◆ **Required work**:
Please rewrite the entries below, changing every "one marker per instance" to "one point per object" and keeping everything else the same.

### Exercise data

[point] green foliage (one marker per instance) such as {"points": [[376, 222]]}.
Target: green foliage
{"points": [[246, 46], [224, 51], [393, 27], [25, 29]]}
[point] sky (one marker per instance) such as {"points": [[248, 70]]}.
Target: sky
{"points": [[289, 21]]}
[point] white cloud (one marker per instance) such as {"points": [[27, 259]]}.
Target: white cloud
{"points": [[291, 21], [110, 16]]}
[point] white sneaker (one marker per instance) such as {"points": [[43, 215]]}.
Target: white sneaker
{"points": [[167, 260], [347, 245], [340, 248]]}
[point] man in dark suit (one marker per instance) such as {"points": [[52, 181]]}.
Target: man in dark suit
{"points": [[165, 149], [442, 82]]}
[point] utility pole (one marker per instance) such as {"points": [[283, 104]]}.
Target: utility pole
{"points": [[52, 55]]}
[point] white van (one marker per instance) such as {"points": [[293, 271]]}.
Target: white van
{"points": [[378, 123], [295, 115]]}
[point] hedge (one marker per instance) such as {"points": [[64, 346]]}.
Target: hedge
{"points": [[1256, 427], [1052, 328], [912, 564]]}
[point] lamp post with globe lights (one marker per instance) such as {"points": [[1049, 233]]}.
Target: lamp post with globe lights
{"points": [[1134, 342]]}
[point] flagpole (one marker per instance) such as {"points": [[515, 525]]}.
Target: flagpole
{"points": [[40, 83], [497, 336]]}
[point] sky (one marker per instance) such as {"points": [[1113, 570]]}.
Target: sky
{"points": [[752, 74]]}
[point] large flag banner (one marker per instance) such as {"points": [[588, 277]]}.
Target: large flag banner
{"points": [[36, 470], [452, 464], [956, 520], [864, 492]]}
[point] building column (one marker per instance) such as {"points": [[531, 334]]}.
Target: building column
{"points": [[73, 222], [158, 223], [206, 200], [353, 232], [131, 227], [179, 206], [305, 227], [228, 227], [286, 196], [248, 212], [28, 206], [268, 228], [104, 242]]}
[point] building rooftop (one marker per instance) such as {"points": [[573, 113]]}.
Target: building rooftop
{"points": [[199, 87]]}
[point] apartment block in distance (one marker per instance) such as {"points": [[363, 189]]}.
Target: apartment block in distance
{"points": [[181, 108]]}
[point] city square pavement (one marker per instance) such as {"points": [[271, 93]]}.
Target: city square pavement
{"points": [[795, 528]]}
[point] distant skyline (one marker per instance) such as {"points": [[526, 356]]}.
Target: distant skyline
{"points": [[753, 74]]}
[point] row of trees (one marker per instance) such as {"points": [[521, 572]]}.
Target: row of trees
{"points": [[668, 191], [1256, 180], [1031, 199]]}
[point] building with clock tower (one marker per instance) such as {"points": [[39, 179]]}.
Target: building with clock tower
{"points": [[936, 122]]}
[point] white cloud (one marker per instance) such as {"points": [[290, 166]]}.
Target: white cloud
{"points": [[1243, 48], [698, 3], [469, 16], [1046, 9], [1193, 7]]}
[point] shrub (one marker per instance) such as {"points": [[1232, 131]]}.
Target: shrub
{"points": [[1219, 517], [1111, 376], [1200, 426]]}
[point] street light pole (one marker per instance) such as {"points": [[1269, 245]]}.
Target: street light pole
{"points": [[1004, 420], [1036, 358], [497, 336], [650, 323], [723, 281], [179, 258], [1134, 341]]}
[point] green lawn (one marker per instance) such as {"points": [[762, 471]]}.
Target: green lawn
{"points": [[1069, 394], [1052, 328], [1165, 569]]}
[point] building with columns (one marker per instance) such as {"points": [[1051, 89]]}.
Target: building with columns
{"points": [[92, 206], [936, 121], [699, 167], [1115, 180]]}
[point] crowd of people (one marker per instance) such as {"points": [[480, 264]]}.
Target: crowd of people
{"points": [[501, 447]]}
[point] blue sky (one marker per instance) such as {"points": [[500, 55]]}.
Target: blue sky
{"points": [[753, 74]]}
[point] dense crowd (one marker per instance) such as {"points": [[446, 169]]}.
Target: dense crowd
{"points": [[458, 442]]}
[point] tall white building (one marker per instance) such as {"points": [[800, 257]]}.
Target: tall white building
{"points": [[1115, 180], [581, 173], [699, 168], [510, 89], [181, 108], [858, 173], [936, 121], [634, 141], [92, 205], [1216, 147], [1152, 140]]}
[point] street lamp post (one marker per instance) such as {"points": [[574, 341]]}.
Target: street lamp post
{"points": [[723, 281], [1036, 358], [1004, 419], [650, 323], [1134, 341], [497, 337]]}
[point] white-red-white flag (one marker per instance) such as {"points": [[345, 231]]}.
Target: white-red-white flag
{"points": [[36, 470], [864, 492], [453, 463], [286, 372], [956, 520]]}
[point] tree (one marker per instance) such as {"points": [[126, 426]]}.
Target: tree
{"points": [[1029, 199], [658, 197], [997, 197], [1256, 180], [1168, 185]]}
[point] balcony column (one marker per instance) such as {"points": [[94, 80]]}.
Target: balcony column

######

◆ **Result for this exercise**:
[point] green foliage (one point per object) such as {"points": [[376, 222]]}.
Target: green foliage
{"points": [[246, 46], [224, 51], [393, 27], [25, 29]]}
[point] sky (one point per object) such as {"points": [[248, 70]]}.
Target: sky
{"points": [[289, 21]]}
[point] white cloud (one point per object) such as {"points": [[27, 259]]}.
Target: white cloud
{"points": [[291, 21], [110, 16]]}
[point] white sneaker (one point per object) such as {"points": [[43, 215]]}.
Target: white sneaker
{"points": [[167, 260], [347, 245], [340, 248]]}
[point] man in dark suit (one point per object) such as {"points": [[52, 181]]}.
Target: man in dark suit
{"points": [[165, 149], [442, 82]]}
[point] utility pole (one point per object) such as {"points": [[283, 104]]}.
Target: utility pole
{"points": [[52, 55]]}
[point] white van (one point per object) such as {"points": [[293, 271]]}.
Target: white van
{"points": [[378, 123], [295, 115]]}
[point] hedge (one point per object) such as {"points": [[64, 346]]}.
Target: hedge
{"points": [[1256, 427], [1052, 328], [912, 564]]}
[point] lamp post with globe lights (one point per object) such as {"points": [[1049, 233]]}.
Target: lamp post with globe lights
{"points": [[1134, 342]]}
[point] flagpole (one point per object) such as {"points": [[515, 525]]}.
Target: flagpole
{"points": [[40, 83], [497, 336]]}
[point] sky (one point per object) such as {"points": [[1113, 570]]}.
Target: sky
{"points": [[752, 74]]}
[point] large flag banner (one point per object) such as {"points": [[588, 277]]}.
Target: large flag banner
{"points": [[36, 470], [452, 464], [956, 520], [864, 492]]}
[point] building column (one point per object) such as {"points": [[531, 334]]}.
Target: building column
{"points": [[73, 222], [158, 223], [206, 200], [353, 232], [131, 227], [179, 206], [305, 227], [228, 227], [286, 196], [248, 212], [28, 206], [268, 228], [104, 242]]}
[point] building rooftop (one point per object) such as {"points": [[573, 113]]}.
Target: building rooftop
{"points": [[199, 87]]}
[point] apartment block in distance (one point per object) such as {"points": [[363, 189]]}.
Target: apartment block in distance
{"points": [[181, 108]]}
[point] city square pavement (one point per object) such as {"points": [[271, 93]]}.
Target: city square pavement
{"points": [[795, 528]]}
[point] distant skyline (one point per object) such as {"points": [[526, 356]]}.
Target: distant skyline
{"points": [[753, 74]]}
[point] row of trees (one point per object) such as {"points": [[521, 572]]}.
Target: row of trees
{"points": [[668, 191], [1256, 180], [1031, 199]]}
[point] building with clock tower (one point per object) such as {"points": [[39, 179]]}.
Target: building with clock tower
{"points": [[936, 122]]}
[point] white cloud (one point per object) such as {"points": [[290, 166]]}.
Target: white cloud
{"points": [[1243, 48], [698, 3], [469, 16], [1046, 9], [1193, 7]]}
[point] shrub (one point per object) such as {"points": [[1232, 131]]}.
Target: shrub
{"points": [[1219, 517], [1111, 376], [1200, 426]]}
[point] street light pole (one point per object) such as {"points": [[1269, 245]]}.
Target: street light pole
{"points": [[1004, 420], [1036, 358], [497, 336], [650, 323], [723, 281], [179, 258], [1134, 341]]}
[point] green lawn (one point per object) such as {"points": [[762, 471]]}.
Target: green lawn
{"points": [[1069, 394], [1052, 328], [1165, 569]]}
[point] building with columns (one point per object) such as {"points": [[1051, 89]]}.
Target: building with columns
{"points": [[92, 206], [936, 121], [699, 167], [1115, 180]]}
[point] crowd of people (one point per object) such as {"points": [[480, 264]]}.
Target: crowd of people
{"points": [[501, 447]]}
[point] blue sky (one point per object) such as {"points": [[500, 55]]}.
Target: blue sky
{"points": [[753, 74]]}
[point] dense crowd (one point per object) such as {"points": [[446, 169]]}.
Target: dense crowd
{"points": [[458, 442]]}
[point] tall white building (one point per object) such as {"points": [[800, 257]]}.
Target: tall white building
{"points": [[1115, 180], [581, 173], [699, 168], [510, 89], [181, 108], [858, 173], [936, 121], [634, 141], [92, 205], [1216, 147], [1152, 140]]}
[point] street lamp post (one point per object) such as {"points": [[574, 341]]}.
Target: street lamp post
{"points": [[723, 281], [1036, 358], [1004, 419], [650, 323], [1134, 341], [497, 337]]}
[point] white-red-white flag (one point per object) such as {"points": [[345, 231]]}.
Target: white-red-white flag
{"points": [[36, 470], [864, 492], [453, 463], [286, 372], [956, 520]]}
[point] tree (one point per object) such as {"points": [[126, 426]]}.
Target: tree
{"points": [[1029, 199], [658, 197], [997, 197], [1256, 180], [1168, 185]]}
[point] balcony column (one point per object) such as {"points": [[94, 80]]}.
Target: balcony column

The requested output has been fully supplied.